··· Data listing ···

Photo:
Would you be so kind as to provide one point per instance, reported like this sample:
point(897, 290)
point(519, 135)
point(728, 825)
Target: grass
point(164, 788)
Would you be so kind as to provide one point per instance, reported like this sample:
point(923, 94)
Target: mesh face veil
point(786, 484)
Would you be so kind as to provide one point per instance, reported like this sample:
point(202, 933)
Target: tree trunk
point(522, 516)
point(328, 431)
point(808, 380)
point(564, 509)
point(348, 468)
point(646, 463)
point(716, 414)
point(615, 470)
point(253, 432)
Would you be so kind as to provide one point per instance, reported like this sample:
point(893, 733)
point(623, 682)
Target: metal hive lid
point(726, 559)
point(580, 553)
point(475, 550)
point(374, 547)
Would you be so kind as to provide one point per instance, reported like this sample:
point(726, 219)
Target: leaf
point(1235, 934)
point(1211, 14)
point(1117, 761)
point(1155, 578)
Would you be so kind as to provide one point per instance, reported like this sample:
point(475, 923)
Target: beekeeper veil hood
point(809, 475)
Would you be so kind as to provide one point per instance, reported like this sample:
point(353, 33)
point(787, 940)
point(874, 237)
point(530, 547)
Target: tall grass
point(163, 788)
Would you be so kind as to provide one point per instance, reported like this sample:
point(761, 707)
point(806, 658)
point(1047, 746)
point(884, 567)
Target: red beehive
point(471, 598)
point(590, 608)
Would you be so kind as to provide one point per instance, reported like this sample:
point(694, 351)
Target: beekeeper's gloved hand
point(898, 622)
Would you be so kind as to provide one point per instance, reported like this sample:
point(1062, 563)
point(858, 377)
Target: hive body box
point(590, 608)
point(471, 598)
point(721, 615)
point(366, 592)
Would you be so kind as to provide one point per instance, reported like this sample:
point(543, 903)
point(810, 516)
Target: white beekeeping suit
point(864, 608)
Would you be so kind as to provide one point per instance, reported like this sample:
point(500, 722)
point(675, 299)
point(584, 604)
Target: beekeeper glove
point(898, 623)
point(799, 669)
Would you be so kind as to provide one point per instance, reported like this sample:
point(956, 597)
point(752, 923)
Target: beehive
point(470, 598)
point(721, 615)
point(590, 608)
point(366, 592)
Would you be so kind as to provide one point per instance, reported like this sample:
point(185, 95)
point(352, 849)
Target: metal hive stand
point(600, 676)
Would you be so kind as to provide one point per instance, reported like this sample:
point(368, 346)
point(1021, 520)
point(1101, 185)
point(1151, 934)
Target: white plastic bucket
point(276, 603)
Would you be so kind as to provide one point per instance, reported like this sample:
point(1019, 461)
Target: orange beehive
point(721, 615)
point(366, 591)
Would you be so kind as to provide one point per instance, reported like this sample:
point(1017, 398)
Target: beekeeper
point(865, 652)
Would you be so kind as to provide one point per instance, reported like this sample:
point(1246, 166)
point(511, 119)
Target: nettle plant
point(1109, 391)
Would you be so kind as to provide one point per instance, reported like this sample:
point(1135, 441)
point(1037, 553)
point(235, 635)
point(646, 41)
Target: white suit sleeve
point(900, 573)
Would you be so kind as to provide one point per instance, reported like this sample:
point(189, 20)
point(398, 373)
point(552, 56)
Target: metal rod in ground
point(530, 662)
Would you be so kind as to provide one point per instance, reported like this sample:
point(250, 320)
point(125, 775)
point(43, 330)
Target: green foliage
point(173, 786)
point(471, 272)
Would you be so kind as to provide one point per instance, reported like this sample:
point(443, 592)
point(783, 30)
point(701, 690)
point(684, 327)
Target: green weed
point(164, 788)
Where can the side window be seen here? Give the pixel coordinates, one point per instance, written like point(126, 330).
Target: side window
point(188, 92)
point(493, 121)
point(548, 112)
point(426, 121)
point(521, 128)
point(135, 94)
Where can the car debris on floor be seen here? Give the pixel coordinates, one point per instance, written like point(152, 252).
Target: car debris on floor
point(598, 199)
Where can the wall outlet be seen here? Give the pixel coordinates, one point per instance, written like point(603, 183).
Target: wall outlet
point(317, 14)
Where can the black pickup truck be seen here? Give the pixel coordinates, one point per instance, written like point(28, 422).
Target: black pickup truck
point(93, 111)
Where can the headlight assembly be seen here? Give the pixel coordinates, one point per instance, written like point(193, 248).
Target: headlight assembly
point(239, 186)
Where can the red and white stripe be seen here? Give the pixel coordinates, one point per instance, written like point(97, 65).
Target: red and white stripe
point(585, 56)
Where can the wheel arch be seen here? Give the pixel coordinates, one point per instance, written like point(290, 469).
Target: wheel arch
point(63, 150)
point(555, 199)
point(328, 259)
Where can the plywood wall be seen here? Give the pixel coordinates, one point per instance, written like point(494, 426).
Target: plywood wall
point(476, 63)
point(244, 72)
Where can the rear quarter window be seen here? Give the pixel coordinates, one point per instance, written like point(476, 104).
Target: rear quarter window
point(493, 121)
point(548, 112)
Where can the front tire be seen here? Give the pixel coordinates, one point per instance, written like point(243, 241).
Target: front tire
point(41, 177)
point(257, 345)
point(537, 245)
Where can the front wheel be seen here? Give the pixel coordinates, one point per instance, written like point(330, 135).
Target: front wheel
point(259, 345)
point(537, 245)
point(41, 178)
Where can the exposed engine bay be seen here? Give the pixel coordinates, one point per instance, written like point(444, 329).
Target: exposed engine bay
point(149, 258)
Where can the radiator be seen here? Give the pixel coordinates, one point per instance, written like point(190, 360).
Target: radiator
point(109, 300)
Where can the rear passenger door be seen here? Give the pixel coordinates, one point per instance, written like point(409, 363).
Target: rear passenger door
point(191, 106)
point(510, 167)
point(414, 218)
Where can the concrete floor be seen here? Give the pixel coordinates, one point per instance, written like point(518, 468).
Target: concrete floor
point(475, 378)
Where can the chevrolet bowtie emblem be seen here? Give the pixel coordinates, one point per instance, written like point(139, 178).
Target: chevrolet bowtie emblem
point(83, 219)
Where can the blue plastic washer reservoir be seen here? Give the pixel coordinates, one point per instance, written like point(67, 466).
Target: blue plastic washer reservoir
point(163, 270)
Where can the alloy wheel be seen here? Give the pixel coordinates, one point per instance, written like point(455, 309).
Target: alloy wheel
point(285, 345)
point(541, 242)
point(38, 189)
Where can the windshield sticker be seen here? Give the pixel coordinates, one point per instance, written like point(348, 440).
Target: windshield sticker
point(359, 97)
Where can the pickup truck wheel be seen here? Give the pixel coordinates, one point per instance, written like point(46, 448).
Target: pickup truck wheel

···

Line by line, transcribe the data exactly.

[Answer section]:
Photo:
Would you be so kind as to provide one point per instance, reported like this sample:
point(897, 290)
point(519, 135)
point(728, 825)
Target: grass
point(164, 788)
Would you be so kind as to provide one point per instance, reported like this sample:
point(923, 94)
Target: mesh face veil
point(786, 484)
Would you be so kind as to provide one point per instance, reported like this sample:
point(202, 933)
Target: tree trunk
point(522, 516)
point(328, 431)
point(808, 380)
point(564, 509)
point(348, 468)
point(646, 463)
point(716, 414)
point(615, 470)
point(253, 432)
Would you be so kind as to provide one point per instance, reported like this sample:
point(893, 733)
point(623, 682)
Target: metal hive lid
point(726, 559)
point(580, 553)
point(475, 550)
point(374, 547)
Would you be so kind as to provide one point per instance, reported like this sample:
point(726, 219)
Target: leaf
point(1235, 934)
point(1211, 14)
point(1117, 761)
point(1155, 578)
Would you be so kind as to provide one point per instance, reported like this sample:
point(475, 923)
Target: beekeeper veil hood
point(809, 475)
Would you be so kind as to provide one point per instance, reported like this sample:
point(353, 33)
point(787, 940)
point(874, 237)
point(530, 547)
Target: tall grass
point(163, 788)
Would you be so kind as to provide one point per instance, reported like this sample:
point(761, 707)
point(806, 658)
point(1047, 746)
point(884, 567)
Target: red beehive
point(471, 598)
point(590, 608)
Would you be so kind as to provide one point per instance, reported like this sample:
point(694, 351)
Target: beekeeper's gloved hand
point(898, 622)
Would you be so kind as to provide one point per instance, reported like this sample:
point(1062, 563)
point(858, 377)
Target: hive body box
point(590, 608)
point(471, 598)
point(721, 615)
point(366, 592)
Would you be so kind as to provide one point per instance, reported like this sample:
point(543, 903)
point(810, 516)
Target: white beekeeping suit
point(864, 608)
Would you be so kind as to provide one point per instance, reported like this sample:
point(500, 722)
point(675, 299)
point(584, 604)
Target: beekeeper glove
point(898, 623)
point(799, 669)
Would you be so kind as to provide one point per instance, reported like this sample:
point(956, 597)
point(752, 923)
Target: beehive
point(470, 598)
point(721, 615)
point(590, 608)
point(366, 592)
Would you be so kind as to provide one point per instance, reported like this sample:
point(185, 95)
point(352, 849)
Target: metal hive stand
point(600, 676)
Would you be so kind as to provide one point per instance, reported like this sample:
point(368, 346)
point(1021, 520)
point(1101, 185)
point(1151, 934)
Target: white plastic bucket
point(276, 603)
Would you be so kind as to provide one point per instance, reported like this sample:
point(1019, 461)
Target: orange beehive
point(721, 615)
point(366, 591)
Would you be so kind as to provide one point per instance, reported like this sample:
point(1017, 398)
Target: beekeeper
point(865, 652)
Would you be so kind as to provide one point per instance, reported like this sample:
point(1246, 166)
point(511, 119)
Target: nettle plant
point(1109, 391)
Would you be so kind as to provide one point per instance, reported like this sample:
point(1135, 441)
point(1037, 553)
point(235, 635)
point(646, 41)
Target: white suit sleeve
point(900, 573)
Would you be so kind as to provide one point per instance, reported like this sample:
point(189, 20)
point(398, 373)
point(552, 56)
Target: metal rod in ground
point(530, 662)
Would you be so kind as to provide one point per instance, reported like this sample:
point(250, 320)
point(125, 775)
point(43, 330)
Target: green foliage
point(173, 786)
point(471, 272)
Would you be so kind as to provide one point per instance, reported like this sample:
point(443, 592)
point(783, 30)
point(701, 690)
point(684, 327)
Target: green weed
point(164, 788)
Where can the side window be seen here? Give the pixel coordinates, one point per instance, written like point(126, 330).
Target: side window
point(188, 92)
point(493, 121)
point(548, 112)
point(426, 121)
point(521, 128)
point(135, 94)
Where can the car debris on floor be seen here? Give the pixel coordinates, one point per instance, written like point(152, 252).
Target: car debris on floor
point(598, 199)
Where can the wall outlet be seen here? Give the pixel coordinates, one point per instance, written like point(603, 183).
Target: wall outlet
point(317, 14)
Where can the black pickup truck be seen here? Give the pixel coordinates, one point per instance, written like point(28, 422).
Target: black pickup truck
point(93, 111)
Where can the headlight assembly be seen here? Give the pixel coordinates, one point per instance, written like point(193, 248).
Target: headlight assembly
point(239, 186)
Where can the red and white stripe be seen here? Give the pixel coordinates, one point per instance, written like point(97, 65).
Target: red and white stripe
point(585, 56)
Where can the wheel arch be seen here? Give the pixel coordinates, one point per instance, written like point(290, 469).
Target: wheel arch
point(63, 150)
point(555, 199)
point(328, 259)
Where can the plywood wall be seen here? Give the pixel coordinates, one point per instance, written like point(494, 426).
Target: plywood wall
point(476, 63)
point(244, 72)
Where can the rear quarter window be seen here? Give the pixel coordinates, one point per instance, written like point(476, 104).
Target: rear quarter window
point(493, 121)
point(548, 112)
Where can the front tire be seen here? Give the pixel coordinates, one point per instance, written like point(243, 241).
Target: front tire
point(41, 177)
point(257, 345)
point(537, 245)
Where can the front wheel be seen here? Give the pixel coordinates, one point per instance, written like point(330, 135).
Target: front wheel
point(259, 345)
point(537, 245)
point(41, 178)
Where can the exposed engine bay be seen here? Give the pixel coordinates, one point per instance, written like point(444, 329).
Target: exposed engine bay
point(149, 258)
Where can the radiator be seen here? Give the pixel coordinates, one point per instance, written like point(190, 360).
Target: radiator
point(109, 300)
Where can the rear passenger door be seen here? Give the pixel coordinates, one point per instance, written like point(409, 363).
Target: rear passenger door
point(191, 106)
point(510, 167)
point(414, 218)
Where can the concrete floor be seen here? Give the pixel coordinates, one point per instance, written like point(518, 468).
Target: concrete floor
point(475, 378)
Where can the chevrolet bowtie emblem be seen here? Give the pixel coordinates, one point per instance, written like point(139, 178).
Target: chevrolet bowtie emblem
point(83, 219)
Where can the blue plastic washer reservoir be seen here? Give the pixel coordinates, one point per instance, written like point(67, 466).
Target: blue plastic washer reservoir
point(163, 270)
Where can the alloy wheel be seen here? Give the pixel coordinates, one point per instance, written like point(455, 309).
Target: alloy wheel
point(285, 345)
point(541, 242)
point(38, 189)
Where can the windshield sticker be seen here? Give the pixel coordinates, one point per instance, written like point(348, 440).
Target: windshield sticker
point(359, 97)
Where can the pickup truck wheel be seen here? Give the pixel coordinates, one point per instance, written like point(46, 448).
Target: pickup truck wheel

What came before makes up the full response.